#### Work to complete
Render every line of the entries below as a Markdown table with a Row column numbering each line and a Line column holding it, skipping blank lines. Leave the pictures out.
○ ○ ○ ○ ○ ○ ○
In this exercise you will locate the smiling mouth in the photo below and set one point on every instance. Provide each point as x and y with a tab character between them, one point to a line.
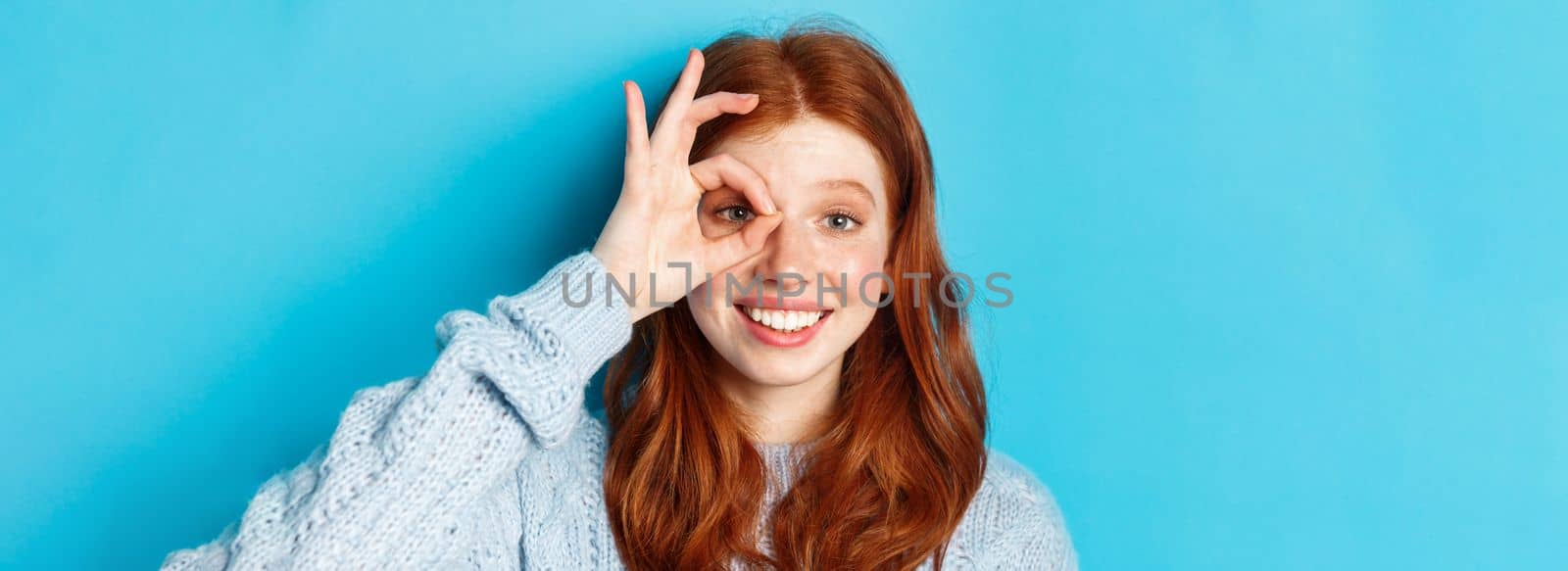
783	320
783	328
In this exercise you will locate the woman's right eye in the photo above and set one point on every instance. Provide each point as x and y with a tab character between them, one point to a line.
734	214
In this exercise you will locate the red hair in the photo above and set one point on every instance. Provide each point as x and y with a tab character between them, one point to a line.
891	474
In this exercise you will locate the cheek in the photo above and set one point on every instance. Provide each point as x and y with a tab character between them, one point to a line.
862	276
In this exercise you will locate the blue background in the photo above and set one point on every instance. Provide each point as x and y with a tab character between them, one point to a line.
1291	279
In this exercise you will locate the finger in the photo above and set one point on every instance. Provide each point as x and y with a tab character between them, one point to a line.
737	247
723	169
706	109
635	125
679	101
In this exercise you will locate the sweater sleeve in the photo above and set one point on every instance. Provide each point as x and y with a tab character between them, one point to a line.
1016	521
408	456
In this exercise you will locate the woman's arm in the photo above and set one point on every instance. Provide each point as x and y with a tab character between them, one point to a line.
412	455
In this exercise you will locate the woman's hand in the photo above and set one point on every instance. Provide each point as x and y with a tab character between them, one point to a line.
655	221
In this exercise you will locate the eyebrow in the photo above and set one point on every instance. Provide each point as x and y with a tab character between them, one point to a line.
849	184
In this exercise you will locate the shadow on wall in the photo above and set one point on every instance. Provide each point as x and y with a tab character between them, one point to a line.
372	326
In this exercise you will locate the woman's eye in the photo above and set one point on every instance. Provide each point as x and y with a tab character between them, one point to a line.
734	214
841	223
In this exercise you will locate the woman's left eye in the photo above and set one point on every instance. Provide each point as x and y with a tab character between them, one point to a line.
843	223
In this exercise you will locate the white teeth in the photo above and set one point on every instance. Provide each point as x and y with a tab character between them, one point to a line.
784	320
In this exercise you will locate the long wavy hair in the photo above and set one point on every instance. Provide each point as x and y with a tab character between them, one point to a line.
890	476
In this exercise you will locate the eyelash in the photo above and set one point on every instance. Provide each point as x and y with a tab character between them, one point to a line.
835	213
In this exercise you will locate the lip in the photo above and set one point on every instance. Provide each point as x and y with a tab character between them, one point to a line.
775	338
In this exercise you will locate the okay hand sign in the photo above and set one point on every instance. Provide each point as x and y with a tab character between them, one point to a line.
656	218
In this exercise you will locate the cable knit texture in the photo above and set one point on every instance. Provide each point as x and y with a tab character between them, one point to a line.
491	461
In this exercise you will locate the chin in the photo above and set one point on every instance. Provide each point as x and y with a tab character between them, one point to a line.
776	370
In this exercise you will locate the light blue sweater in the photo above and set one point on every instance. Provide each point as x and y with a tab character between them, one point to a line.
491	461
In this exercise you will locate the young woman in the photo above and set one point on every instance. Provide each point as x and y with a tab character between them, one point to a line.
807	408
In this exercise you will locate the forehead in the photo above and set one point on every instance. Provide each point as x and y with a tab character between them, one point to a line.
807	153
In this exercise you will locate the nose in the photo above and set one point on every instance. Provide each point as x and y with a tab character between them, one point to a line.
789	260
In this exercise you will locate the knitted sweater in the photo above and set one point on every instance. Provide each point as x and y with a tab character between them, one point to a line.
491	461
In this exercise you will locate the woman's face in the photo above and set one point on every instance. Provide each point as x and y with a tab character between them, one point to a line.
828	185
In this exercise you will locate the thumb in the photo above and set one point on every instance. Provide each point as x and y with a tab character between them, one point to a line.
737	247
○ ○ ○ ○ ○ ○ ○
#### Answer to the exercise
| Row | Line |
|---|---|
| 1 | In this exercise you will locate the smiling mouth in the photo below and set one point on every instance. Provide each point as x and y with a tab character between them, one point to a line. |
| 2 | 783	320 |
| 3 | 783	328 |
| 4 | In this exercise you will locate the woman's right eye in the photo above and set one point on every instance. Provide each point as x and y with a tab character between them, one point to a line. |
| 5 | 734	214 |
| 6 | In this exercise you will locate the red hair in the photo above and set one point on every instance. Provide each point as x and y with a tab character between them, one point to a line. |
| 7 | 891	474 |
| 8 | In this exercise you will locate the cheek in the photo above and set one point on every instance. Provide each point as x and y with a tab character between them, one point to a line. |
| 9 | 862	276 |
| 10 | In this exercise you will locate the blue background in the photo above and set one point on every instance. Provide each point as x and y with a tab character between them, one point to a line. |
| 11 | 1291	279 |
| 12 | In this exercise you will locate the finger in the photo above and set one point on every instance. Provide each point as x and y with a tab character between them, one point to a line. |
| 13 | 737	247 |
| 14 | 723	169 |
| 15 | 706	109 |
| 16 | 635	125 |
| 17 | 679	101 |
| 18 | In this exercise you will locate the sweater sleeve in the photo above and set one point on every instance. Provide each point as x and y with a tab character between them, one point to a line. |
| 19 | 1016	521 |
| 20 | 408	456 |
| 21 | In this exercise you will locate the woman's arm in the photo above and set one point on every instance. Provide each point as x and y with a tab character between them, one point to a line. |
| 22 | 412	455 |
| 23 | In this exercise you will locate the woman's hand in the photo above and set one point on every instance. Provide each point as x and y with a tab character between them, one point to a line. |
| 24 | 655	221 |
| 25 | In this exercise you will locate the eyebrow in the photo above and set one point on every instance. Provide each point as x and y with a tab character between them, one point to a line. |
| 26 | 849	184 |
| 27 | In this exercise you will locate the shadow on wall in the photo above and set one point on every instance. Provide each point as x and y with a tab character between them, one point to a line. |
| 28 | 372	326 |
| 29 | In this exercise you will locate the woman's eye in the photo above and set one point on every instance. Provide each point as x and y with a tab character between them, one point to a line. |
| 30 | 734	214 |
| 31 | 841	223 |
| 32 | In this exercise you will locate the woman's left eye in the photo above and set one point on every instance. Provide each point as x and y with a tab character between them, one point to a line. |
| 33 | 843	223 |
| 34 | In this exercise you will locate the white teeth in the photo above and set one point on every instance. Provide each point as x and y with a tab character between them, one point to a line. |
| 35 | 784	320 |
| 36 | In this exercise you will locate the long wavy hair in the photo above and set one point on every instance. Provide each point as x and y with a tab character between them, one point to a line. |
| 37 | 890	476 |
| 38 | In this exercise you will locate the eyelash in the photo above and set one point on every instance. Provide each point as x and y with a tab character between them, one point to a line. |
| 39 | 835	213 |
| 40 | In this exercise you will locate the lip in the photo above and set one point on every instance. Provide each point as x and y with a tab character between them, one point to a line. |
| 41 | 775	338 |
| 42 | In this exercise you will locate the okay hand sign in the photo above and set one point on every instance. Provide each point as x and y with a tab character between them, one point to a line. |
| 43 | 656	218 |
| 44 | In this exercise you will locate the cable knit texture in the photo above and set one point on every instance. Provide each point as x and y with a tab character between them, one point to a line. |
| 45 | 491	461 |
| 46 | In this exercise you will locate the chin in the photo above and set one point on every instance. Provide each point as x and y with a tab character between them, one point to a line. |
| 47 | 776	370 |
| 48 | In this exercise you will locate the light blue sweater in the photo above and set one point on every instance. Provide each point as x and y with a tab character between them, one point to a line. |
| 49 | 491	461 |
| 50 | In this exercise you will locate the young woman in the photo above and set one point on every instance. Provide each point as x and y with a tab character between them, one point to a line. |
| 51 | 807	408 |
| 52 | In this exercise you will locate the forehead in the photo above and set one point on every instance. Provide each point as x and y with a tab character between them, one point to a line. |
| 53 | 807	153 |
| 54 | In this exercise you will locate the nose in the photo above and set one point on every instance. Provide each point as x and y with a tab character between them, one point to a line. |
| 55 | 789	260 |
| 56 | In this exercise you will locate the knitted sweater in the photo above and set one point on every instance. Provide each point as x and y with a tab character between them, one point to a line. |
| 57 | 491	461 |
| 58 | In this exercise you will locate the woman's face in the photo above and set one point on every instance. Provide each point as x and y with a tab character between them, one point to a line. |
| 59 | 828	185 |
| 60 | In this exercise you will locate the thumb in the photo above and set one point on every instance. Provide each point as x and y with a tab character between them, one point to a line. |
| 61 | 737	247 |